__DIRECTION__: Copy the lines below, putting "Survey request" in place of every occurrence of "Field-scouting request" and keeping everything else the same.

───── PROVIDED RECORDS ─────

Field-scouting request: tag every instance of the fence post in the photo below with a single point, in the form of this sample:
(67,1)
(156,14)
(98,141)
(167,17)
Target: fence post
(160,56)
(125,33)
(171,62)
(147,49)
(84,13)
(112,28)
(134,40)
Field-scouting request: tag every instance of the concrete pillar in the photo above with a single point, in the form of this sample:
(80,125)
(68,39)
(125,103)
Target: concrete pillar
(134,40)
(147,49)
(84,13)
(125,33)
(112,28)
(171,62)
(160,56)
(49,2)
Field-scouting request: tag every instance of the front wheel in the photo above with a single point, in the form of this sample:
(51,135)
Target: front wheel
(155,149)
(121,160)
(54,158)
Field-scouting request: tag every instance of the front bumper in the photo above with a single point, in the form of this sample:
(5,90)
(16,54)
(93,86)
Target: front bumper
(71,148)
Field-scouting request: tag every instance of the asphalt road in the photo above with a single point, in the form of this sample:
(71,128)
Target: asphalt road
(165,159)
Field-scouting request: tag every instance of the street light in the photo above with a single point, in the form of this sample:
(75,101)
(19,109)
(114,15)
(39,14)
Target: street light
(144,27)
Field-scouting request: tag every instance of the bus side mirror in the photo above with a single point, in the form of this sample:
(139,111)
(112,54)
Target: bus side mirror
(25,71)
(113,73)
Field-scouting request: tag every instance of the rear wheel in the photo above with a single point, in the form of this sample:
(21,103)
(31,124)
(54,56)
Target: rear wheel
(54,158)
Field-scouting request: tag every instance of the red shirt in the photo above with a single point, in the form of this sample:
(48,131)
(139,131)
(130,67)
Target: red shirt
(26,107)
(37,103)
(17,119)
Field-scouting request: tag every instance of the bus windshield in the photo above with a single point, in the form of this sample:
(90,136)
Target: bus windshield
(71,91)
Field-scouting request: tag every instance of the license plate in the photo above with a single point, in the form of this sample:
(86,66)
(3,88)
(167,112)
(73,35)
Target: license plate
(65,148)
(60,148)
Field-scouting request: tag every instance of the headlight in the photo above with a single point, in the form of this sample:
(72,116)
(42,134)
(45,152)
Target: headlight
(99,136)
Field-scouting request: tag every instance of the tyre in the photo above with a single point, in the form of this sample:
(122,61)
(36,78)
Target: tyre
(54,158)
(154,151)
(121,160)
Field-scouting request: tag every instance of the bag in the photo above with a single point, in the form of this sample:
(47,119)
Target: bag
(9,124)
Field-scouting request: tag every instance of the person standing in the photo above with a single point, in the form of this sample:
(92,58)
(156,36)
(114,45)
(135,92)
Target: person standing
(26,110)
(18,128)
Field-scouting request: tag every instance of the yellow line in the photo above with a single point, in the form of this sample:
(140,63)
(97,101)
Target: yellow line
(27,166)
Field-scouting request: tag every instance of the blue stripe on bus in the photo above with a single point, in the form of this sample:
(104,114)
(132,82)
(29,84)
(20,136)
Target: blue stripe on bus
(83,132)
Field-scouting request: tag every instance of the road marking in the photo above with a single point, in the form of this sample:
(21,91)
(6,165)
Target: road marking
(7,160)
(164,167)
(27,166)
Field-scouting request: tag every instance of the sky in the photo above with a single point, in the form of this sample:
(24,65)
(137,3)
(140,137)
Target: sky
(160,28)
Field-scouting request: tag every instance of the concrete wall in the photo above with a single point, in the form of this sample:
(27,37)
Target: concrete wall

─────

__TASK OUTPUT__:
Survey request: tag every instance of the fence post in the photo below with a single point, in the form of this sample:
(67,1)
(156,14)
(98,141)
(167,17)
Target: fence post
(160,56)
(125,33)
(171,62)
(147,49)
(84,13)
(112,28)
(134,40)
Survey request: tag every instance of the concrete pillar in the photo above with a single point, in the form of this sample:
(80,125)
(68,39)
(125,103)
Target: concrete pillar
(134,40)
(147,49)
(84,13)
(125,33)
(112,28)
(171,62)
(160,56)
(49,2)
Survey request: tag every instance of the front wheel in the photo above with a single point, in the form of this sample:
(51,135)
Target: front wheel
(155,149)
(121,160)
(54,158)
Survey request: tag every instance of the front bumper in the photo above with a single point, in the form of this sample:
(5,90)
(16,54)
(93,86)
Target: front bumper
(71,148)
Survey request: tag every instance of the asphalt road in the photo above with a single point, in the form of this sample:
(71,128)
Target: asphalt road
(165,159)
Survey request: tag every instance of the street light in the photo above with a single point, in the form of this sample:
(75,101)
(19,109)
(114,15)
(39,14)
Target: street light
(144,27)
Survey request: tag every instance of the bus side mirror in the photo above with a single point, in the form of this sample:
(139,111)
(112,54)
Target: bus side mirror
(25,71)
(113,73)
Survey request: tag every instance of the rear wheel in the photo above with a single point, in the form of this sample:
(21,103)
(31,124)
(54,56)
Target: rear wheel
(54,158)
Survey request: tag every instance of the red shirt in the photo above with a single point, in the form of this sample:
(48,131)
(139,131)
(130,67)
Target: red shirt
(26,107)
(37,103)
(17,119)
Survey request: tag every instance of the bus windshield in the photo above with a single point, in the form of this sample:
(90,136)
Target: bus windshield
(71,91)
Survey request: tag every instance of the license plate in the photo above with a single point, in the form of this sample:
(86,66)
(3,88)
(167,112)
(73,35)
Target: license plate
(65,148)
(60,148)
Survey request: tag every instance of the headlight in the photo above with a single point, in the form of this sample:
(72,116)
(42,134)
(45,152)
Target: headlight
(99,136)
Survey request: tag every instance of the tyre in the photo above with a single point, in the form of this sample:
(122,61)
(36,78)
Target: tyre
(54,158)
(154,151)
(121,160)
Survey request: tag every instance of the bag in the photo above with a single point, in the form of this sample:
(47,119)
Target: bag
(9,124)
Survey request: tag every instance of the person standing in the photo above with a single point, in the form of this sample:
(92,58)
(156,36)
(114,45)
(135,92)
Target: person standing
(26,110)
(18,128)
Survey request: tag every instance of the yellow line in the photo above with a single point, in the form of this sample:
(140,63)
(97,101)
Target: yellow line
(27,166)
Survey request: tag every instance of the blue stripe on bus in the photo above with a single point, in the form of this sample:
(104,114)
(132,82)
(29,84)
(20,136)
Target: blue stripe on bus
(83,132)
Survey request: tag every instance of the road marking in the photo above with a single point, in the form of this sample:
(21,91)
(6,165)
Target: road marking
(7,160)
(164,167)
(27,166)
Survey request: tag every instance of the sky in the photo above with a single point, in the form of this sample:
(24,65)
(137,3)
(140,137)
Target: sky
(160,28)
Survey request: tag every instance of the concrete wall in the photo above with a single point, in the form of this sample:
(27,37)
Target: concrete wall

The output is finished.